# Set exercise 1:
In the passage on Vaclík's career, which team did Basel draw 1–1 with at Anfield?
# Set exercise 2:
Copy the records again, requests included, from the line containing "Practice. Place a marker on each instance of the spider in" down to the line containing "x=127 y=116", both ends included, raising every coordinate in the answers by 47.

** begin Quoted text **

Vaclík played for Žižkov during the first half of the 2011–12 Czech First League. In January 2012, with Žižkov bottom of the league with seven points from 16 matches, Vaclík transferred to Sparta Prague for a reported fee of 8.25 million CZK, signing a contract to keep him at the club until the summer of 2016.

Basel
On 22 May 2014 it was announced that Vaclík had signed for FC Basel of the Swiss Super League on a four-year contract with an option for another year. He joined the team for their 2014–15 season under head coach Paulo Sousa. After playing in four test games Vaclik played his domestic league debut for the club in the away game in the Stadion Brügglifeld on 19 July 2014 as Basel won 2–1 against Aarau. Basel entered the Champions League in the group stage. They reached the knockout phase on 9 December 2014, as they managed a 1–1 draw at Anfield against Liverpool. But they were knocked out of the competition by Porto in the round of 16. At the end of the 2014–15 season, Basel won the championship for the sixth time in a row. In the 2014–15 Swiss Cup Basel reached the final. However for the third time in a row they finished as runners-up. Basel played a total of 65 matches (36 Swiss League fixtures, 6 Swiss Cup, 8 Champions League and 15 test matches). Under manager Paulo Sousa Vaclík totaled 51 appearances, 33 in the League, 8 in the Champions League as well 10 in test games.

** end Quoted text **
** begin Data rows **

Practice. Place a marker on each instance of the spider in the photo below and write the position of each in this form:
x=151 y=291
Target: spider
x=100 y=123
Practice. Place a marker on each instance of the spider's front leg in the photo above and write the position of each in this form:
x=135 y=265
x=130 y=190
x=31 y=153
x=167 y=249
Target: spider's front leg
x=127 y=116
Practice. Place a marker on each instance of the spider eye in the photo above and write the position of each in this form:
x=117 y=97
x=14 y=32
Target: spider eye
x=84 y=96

** end Data rows **
** begin Data rows **

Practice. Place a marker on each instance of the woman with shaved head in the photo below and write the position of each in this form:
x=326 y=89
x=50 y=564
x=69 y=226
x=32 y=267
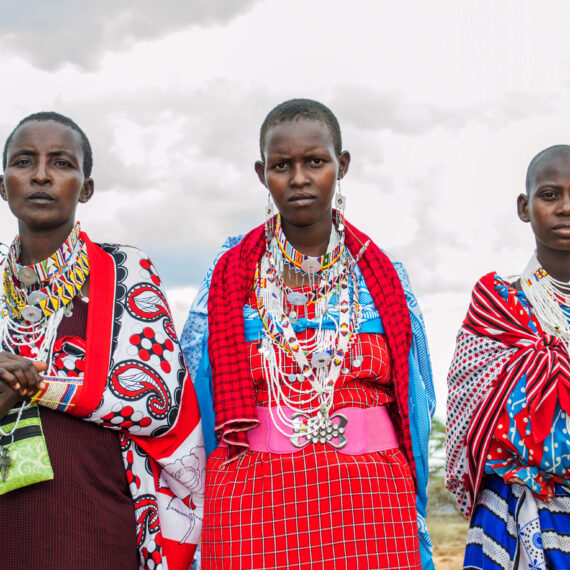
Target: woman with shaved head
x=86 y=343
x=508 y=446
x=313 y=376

** end Data rows **

# Exercise solution 1:
Liverpool

# Exercise solution 2:
Practice. Place a marker on each instance of the spider in the photo below and write the position of each in this form:
x=151 y=291
Target: spider
x=147 y=170
Practice. Place a marker on each instance of the spider's front leg in the photo above and write the position of each in this form:
x=135 y=265
x=130 y=190
x=31 y=153
x=167 y=249
Target: spider's front leg
x=174 y=163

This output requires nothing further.